**TASK TO COMPLETE:**
The reply must contain exactly the lines below from the one with "[tag] white string: a pin per instance" down to the one with "[tag] cluster of", both included, and nothing more; please omit the pictures.

-- Opening Marker --

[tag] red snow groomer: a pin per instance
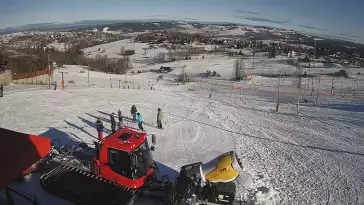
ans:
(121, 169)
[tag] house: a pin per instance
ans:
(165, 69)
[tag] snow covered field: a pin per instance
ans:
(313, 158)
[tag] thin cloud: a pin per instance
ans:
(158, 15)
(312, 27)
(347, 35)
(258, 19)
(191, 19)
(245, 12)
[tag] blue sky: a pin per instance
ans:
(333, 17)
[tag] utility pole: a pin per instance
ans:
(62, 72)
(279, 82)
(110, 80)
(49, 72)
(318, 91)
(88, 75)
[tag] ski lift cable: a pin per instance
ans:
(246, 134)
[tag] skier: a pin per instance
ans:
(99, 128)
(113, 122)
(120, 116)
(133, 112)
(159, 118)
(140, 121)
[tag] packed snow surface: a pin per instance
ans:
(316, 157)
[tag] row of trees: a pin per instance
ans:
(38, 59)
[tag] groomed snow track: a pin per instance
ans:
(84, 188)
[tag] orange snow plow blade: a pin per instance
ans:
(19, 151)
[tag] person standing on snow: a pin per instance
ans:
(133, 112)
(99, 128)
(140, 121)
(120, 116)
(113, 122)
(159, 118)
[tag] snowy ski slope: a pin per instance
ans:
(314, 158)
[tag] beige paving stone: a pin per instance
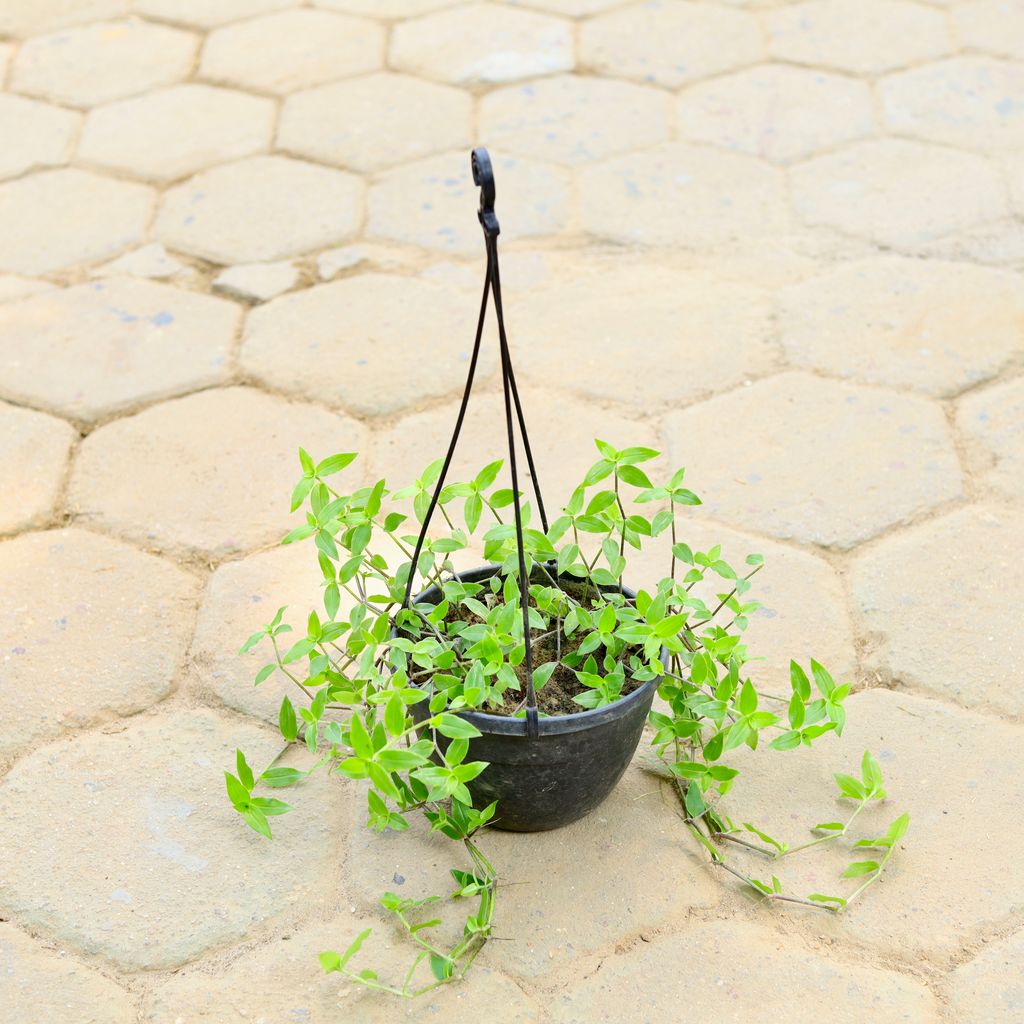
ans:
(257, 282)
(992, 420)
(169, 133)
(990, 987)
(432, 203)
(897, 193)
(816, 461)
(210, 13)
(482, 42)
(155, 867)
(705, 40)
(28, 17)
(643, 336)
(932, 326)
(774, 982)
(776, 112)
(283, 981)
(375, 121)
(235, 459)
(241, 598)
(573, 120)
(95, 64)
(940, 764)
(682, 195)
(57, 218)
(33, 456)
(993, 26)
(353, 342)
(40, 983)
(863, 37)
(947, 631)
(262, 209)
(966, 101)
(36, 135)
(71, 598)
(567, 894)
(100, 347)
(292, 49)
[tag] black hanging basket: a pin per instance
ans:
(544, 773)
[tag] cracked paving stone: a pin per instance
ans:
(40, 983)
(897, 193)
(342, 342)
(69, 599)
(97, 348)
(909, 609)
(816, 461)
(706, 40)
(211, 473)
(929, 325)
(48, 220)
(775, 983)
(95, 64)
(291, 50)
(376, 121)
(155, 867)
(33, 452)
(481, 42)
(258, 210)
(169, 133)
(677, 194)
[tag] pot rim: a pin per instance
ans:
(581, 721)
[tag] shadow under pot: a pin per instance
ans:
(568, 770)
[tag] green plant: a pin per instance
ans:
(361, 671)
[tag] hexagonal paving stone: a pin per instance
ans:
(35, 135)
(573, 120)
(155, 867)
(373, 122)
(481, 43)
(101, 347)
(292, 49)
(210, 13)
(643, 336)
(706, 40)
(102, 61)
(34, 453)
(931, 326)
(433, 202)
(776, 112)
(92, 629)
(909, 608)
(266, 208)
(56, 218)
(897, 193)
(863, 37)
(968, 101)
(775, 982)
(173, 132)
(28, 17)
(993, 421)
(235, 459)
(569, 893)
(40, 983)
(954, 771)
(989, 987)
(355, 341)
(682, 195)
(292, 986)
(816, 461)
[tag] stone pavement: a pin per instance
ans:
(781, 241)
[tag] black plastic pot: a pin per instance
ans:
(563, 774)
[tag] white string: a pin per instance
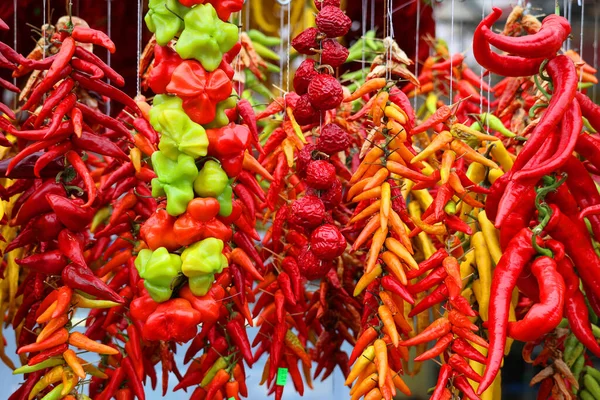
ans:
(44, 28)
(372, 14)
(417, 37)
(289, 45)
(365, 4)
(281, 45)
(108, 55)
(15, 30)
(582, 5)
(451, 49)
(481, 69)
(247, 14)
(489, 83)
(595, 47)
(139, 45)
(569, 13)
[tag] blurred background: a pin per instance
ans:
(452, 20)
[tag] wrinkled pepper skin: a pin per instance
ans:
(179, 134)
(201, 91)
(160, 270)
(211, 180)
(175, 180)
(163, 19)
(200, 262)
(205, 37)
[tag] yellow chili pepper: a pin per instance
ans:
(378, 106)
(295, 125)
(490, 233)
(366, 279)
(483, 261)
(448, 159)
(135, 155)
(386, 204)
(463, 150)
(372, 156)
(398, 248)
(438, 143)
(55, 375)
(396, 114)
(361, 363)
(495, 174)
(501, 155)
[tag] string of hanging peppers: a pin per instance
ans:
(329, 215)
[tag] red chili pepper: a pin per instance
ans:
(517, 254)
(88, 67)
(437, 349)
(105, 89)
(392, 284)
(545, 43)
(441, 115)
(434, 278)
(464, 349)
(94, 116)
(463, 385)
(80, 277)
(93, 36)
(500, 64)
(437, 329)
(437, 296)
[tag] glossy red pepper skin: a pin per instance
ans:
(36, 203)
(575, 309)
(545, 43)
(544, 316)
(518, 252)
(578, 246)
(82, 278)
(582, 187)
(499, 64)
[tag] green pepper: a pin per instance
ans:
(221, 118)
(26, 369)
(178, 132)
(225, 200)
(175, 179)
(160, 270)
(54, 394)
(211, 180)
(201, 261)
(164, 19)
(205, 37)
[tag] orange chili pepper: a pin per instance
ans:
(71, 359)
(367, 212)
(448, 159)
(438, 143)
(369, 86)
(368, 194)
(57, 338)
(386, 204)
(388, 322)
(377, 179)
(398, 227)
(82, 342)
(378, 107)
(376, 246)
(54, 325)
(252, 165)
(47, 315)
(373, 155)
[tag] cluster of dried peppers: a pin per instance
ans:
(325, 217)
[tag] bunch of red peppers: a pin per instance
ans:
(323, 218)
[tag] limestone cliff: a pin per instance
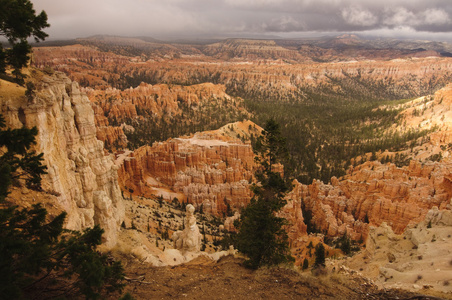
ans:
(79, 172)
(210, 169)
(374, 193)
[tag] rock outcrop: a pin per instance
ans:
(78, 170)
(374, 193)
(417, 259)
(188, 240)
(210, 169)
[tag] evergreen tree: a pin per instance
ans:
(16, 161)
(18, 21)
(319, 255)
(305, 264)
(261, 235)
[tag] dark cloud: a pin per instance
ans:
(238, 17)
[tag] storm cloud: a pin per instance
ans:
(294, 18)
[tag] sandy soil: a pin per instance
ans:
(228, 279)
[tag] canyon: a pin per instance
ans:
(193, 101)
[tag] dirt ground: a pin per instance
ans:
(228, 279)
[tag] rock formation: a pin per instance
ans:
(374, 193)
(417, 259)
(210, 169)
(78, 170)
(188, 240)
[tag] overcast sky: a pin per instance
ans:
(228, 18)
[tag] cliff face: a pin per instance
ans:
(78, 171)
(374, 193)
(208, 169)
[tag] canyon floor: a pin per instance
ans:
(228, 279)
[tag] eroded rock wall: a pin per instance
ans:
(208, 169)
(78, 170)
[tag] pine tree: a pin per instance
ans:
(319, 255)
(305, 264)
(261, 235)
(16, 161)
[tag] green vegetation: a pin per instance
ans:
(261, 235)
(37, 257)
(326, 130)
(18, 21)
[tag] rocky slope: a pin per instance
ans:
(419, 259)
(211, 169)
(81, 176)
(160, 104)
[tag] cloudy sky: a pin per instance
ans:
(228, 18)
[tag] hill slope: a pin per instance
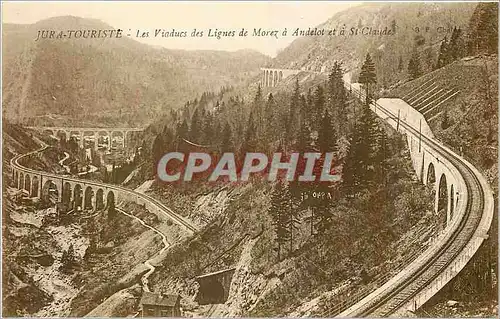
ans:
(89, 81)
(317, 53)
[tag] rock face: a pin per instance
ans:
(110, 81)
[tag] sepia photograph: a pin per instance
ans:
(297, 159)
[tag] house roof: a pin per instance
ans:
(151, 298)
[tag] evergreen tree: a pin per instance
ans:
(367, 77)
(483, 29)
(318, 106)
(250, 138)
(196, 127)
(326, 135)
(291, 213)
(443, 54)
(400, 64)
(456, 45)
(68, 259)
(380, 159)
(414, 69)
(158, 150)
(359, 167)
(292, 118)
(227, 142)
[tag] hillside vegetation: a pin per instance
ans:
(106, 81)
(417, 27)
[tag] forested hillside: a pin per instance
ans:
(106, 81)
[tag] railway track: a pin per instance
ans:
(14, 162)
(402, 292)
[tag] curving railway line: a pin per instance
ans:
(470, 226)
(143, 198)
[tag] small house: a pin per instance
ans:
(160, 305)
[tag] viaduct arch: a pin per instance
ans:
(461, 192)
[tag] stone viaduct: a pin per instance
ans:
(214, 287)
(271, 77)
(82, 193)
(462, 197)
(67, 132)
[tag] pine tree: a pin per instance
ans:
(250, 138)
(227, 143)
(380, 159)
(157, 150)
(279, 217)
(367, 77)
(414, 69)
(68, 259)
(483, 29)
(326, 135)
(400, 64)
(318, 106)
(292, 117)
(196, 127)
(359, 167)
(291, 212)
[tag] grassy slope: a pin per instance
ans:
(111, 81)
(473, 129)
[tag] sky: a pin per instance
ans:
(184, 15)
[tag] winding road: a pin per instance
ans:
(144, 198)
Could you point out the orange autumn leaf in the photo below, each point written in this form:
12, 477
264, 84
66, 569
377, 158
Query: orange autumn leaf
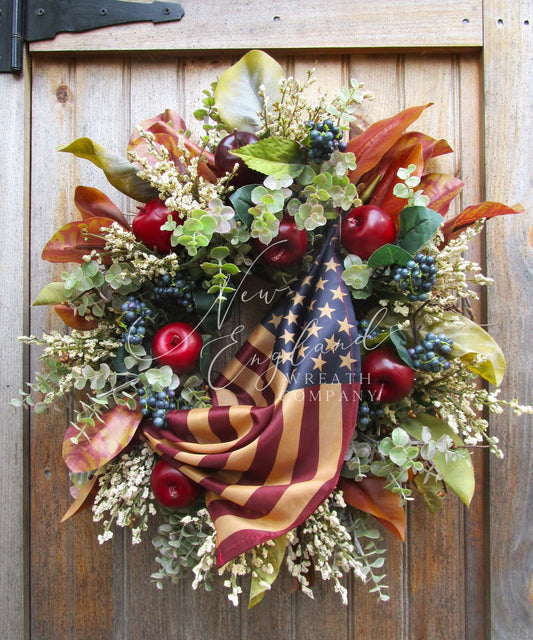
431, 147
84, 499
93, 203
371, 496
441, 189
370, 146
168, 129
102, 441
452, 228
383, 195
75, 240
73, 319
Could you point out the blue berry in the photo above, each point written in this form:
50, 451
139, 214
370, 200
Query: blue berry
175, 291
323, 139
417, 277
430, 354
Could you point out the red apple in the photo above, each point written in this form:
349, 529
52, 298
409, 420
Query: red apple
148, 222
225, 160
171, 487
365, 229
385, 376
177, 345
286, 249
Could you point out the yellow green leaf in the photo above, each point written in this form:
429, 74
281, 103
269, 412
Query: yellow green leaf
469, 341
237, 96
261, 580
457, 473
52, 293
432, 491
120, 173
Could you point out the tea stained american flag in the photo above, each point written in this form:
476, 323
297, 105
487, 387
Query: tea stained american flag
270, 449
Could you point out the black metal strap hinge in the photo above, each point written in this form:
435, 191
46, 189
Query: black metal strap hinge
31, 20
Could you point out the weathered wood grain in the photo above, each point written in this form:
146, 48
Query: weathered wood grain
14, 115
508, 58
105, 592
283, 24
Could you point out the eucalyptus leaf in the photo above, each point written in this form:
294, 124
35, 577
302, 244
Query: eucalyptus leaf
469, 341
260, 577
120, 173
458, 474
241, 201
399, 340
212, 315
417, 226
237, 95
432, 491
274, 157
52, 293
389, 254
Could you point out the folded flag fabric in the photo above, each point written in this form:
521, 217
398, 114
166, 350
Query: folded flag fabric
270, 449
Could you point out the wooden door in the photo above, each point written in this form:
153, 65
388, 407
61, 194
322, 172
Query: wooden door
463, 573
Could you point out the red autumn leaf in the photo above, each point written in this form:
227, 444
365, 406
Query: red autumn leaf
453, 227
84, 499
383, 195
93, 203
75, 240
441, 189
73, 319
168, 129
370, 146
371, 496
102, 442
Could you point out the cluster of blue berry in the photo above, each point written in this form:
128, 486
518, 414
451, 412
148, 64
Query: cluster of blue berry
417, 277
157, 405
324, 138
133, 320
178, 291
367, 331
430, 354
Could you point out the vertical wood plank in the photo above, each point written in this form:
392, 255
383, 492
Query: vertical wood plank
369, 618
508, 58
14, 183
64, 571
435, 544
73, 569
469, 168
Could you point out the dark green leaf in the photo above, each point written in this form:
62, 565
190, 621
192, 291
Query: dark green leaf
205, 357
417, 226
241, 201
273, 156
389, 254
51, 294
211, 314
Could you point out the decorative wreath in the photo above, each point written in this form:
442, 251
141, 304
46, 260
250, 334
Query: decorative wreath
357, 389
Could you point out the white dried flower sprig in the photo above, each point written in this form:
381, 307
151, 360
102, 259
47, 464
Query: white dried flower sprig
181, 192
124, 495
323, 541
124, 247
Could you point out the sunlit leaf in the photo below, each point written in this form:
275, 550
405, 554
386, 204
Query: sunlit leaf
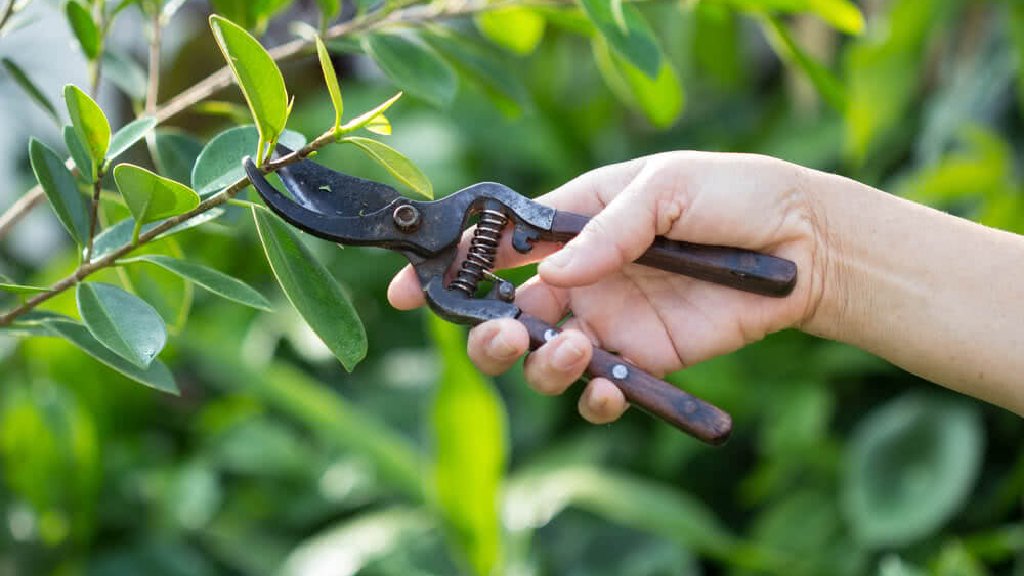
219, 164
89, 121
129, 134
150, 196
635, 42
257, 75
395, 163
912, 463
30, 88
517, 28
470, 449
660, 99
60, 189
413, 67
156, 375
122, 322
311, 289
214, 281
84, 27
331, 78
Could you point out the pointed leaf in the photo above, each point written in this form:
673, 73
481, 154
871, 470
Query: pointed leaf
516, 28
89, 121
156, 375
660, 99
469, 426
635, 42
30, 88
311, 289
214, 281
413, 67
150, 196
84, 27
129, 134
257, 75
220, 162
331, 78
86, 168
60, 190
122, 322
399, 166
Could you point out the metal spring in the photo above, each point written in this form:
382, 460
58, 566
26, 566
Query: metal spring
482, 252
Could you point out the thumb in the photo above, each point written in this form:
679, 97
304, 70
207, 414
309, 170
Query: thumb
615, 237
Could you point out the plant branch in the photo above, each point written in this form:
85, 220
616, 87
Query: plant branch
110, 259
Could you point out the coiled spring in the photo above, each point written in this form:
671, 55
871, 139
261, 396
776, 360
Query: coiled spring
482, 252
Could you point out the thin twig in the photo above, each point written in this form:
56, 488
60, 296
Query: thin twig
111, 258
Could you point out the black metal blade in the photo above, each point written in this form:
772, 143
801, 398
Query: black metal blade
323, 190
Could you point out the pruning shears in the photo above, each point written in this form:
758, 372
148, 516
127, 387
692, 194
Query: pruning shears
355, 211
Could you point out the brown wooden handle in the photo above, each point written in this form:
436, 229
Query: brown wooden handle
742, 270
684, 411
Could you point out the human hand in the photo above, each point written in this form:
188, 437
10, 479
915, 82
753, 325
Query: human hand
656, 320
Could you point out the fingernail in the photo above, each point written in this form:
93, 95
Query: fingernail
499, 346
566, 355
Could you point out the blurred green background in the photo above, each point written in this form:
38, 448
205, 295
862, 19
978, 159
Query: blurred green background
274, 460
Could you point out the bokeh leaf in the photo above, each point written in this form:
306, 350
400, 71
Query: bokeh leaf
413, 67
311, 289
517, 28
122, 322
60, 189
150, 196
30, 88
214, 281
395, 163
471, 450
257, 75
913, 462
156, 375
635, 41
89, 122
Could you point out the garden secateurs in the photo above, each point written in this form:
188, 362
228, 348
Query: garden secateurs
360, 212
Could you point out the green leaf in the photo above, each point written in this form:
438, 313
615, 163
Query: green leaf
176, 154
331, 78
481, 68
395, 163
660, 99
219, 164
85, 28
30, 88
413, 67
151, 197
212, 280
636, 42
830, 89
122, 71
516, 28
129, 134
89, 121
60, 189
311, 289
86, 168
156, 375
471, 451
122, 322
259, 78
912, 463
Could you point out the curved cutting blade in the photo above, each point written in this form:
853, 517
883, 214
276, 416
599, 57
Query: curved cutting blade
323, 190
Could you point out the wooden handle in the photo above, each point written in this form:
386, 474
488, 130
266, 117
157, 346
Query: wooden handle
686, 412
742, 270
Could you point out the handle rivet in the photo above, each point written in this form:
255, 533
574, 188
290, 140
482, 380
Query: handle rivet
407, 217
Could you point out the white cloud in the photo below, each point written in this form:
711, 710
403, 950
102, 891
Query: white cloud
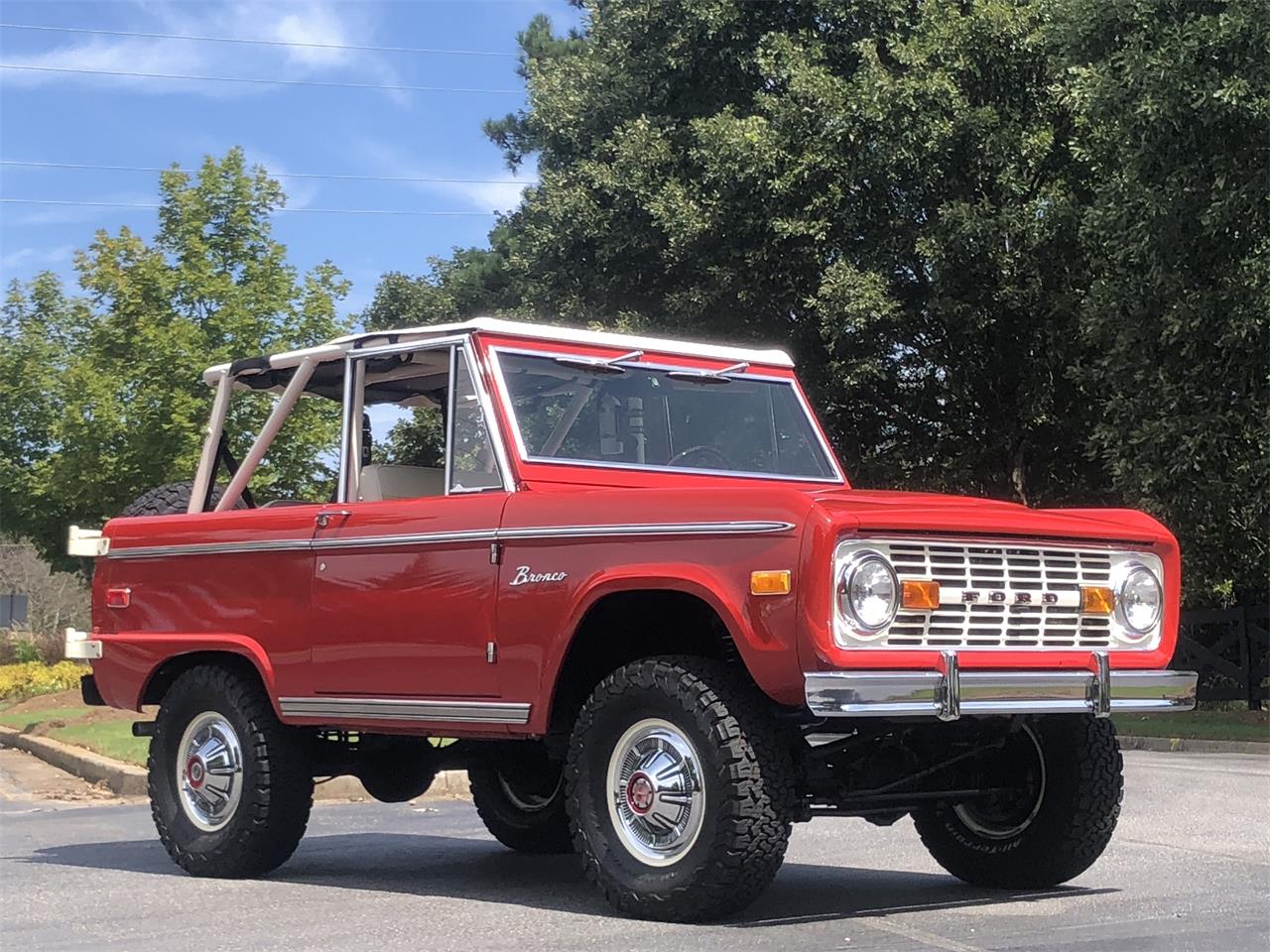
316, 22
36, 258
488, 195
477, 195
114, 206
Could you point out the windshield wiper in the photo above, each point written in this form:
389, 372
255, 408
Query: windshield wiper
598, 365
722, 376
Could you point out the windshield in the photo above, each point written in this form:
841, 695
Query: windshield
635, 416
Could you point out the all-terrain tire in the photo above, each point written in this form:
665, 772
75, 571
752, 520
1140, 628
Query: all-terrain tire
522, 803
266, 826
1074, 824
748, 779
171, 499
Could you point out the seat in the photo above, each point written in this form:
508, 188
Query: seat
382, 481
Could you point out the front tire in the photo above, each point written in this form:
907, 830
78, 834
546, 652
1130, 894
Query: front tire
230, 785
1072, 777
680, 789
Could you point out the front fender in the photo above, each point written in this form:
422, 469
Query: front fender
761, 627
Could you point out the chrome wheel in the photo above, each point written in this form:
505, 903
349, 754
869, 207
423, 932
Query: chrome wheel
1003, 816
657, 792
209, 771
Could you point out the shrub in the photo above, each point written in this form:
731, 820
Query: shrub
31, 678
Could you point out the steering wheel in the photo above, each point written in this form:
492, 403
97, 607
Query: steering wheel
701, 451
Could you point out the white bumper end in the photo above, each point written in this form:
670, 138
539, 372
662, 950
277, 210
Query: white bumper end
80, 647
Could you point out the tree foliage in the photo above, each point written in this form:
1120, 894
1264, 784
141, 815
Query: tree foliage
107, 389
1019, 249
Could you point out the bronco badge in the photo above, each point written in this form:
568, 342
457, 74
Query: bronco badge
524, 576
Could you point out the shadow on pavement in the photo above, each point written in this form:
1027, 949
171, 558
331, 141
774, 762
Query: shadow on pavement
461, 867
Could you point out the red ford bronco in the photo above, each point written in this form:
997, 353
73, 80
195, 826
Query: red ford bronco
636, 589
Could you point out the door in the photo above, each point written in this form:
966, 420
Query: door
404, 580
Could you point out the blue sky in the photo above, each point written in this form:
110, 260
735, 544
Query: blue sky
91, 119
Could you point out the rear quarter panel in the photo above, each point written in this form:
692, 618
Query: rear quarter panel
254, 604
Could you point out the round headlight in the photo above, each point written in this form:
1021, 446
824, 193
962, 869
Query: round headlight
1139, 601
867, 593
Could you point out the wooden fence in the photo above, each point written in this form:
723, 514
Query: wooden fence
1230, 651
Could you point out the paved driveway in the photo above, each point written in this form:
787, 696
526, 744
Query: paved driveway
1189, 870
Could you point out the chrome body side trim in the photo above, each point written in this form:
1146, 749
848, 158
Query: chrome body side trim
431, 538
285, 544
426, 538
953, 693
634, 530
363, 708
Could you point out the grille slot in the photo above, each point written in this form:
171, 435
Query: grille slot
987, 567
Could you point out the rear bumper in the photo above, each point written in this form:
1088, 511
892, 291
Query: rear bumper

-- Closing Marker --

**ANSWER TO THE PROBLEM:**
[tag] white string: a pin per instance
ans:
(44, 28)
(372, 14)
(417, 37)
(289, 45)
(365, 4)
(281, 45)
(108, 55)
(15, 30)
(582, 5)
(451, 49)
(481, 69)
(247, 14)
(489, 83)
(595, 47)
(139, 45)
(569, 13)
[tag] blurred background: a pin per instance
ans:
(452, 20)
[tag] wrinkled pepper skin: a pin per instance
ans:
(179, 134)
(201, 91)
(160, 270)
(211, 180)
(175, 180)
(163, 19)
(200, 262)
(205, 37)
[tag] yellow chili pepper: a pin per instance
ans:
(378, 106)
(295, 125)
(490, 233)
(366, 279)
(483, 261)
(448, 159)
(135, 155)
(386, 204)
(463, 150)
(372, 156)
(398, 248)
(438, 143)
(55, 375)
(396, 114)
(361, 363)
(495, 174)
(501, 155)
[tag] string of hanging peppers: a pin per instance
ans:
(329, 215)
[tag] red chili pepper: a pin per instance
ans:
(517, 254)
(88, 67)
(437, 349)
(105, 89)
(392, 284)
(545, 43)
(441, 115)
(434, 278)
(464, 349)
(94, 116)
(463, 385)
(80, 277)
(93, 36)
(500, 64)
(437, 329)
(437, 296)
[tag] glossy red pepper skin: a pin per instance
ans:
(36, 203)
(575, 309)
(545, 43)
(544, 316)
(518, 252)
(578, 246)
(82, 278)
(582, 187)
(499, 64)
[tag] green pepper: a pin per instance
ans:
(221, 118)
(26, 369)
(178, 132)
(225, 200)
(175, 179)
(160, 270)
(54, 394)
(211, 180)
(201, 261)
(164, 19)
(205, 37)
[tag] orange chili pepper: a pin per instance
ans:
(71, 359)
(367, 212)
(448, 159)
(438, 143)
(369, 86)
(368, 194)
(57, 338)
(386, 204)
(388, 322)
(377, 179)
(398, 227)
(82, 342)
(378, 107)
(376, 246)
(54, 325)
(252, 165)
(47, 315)
(373, 155)
[tag] cluster of dried peppers: a pin per instance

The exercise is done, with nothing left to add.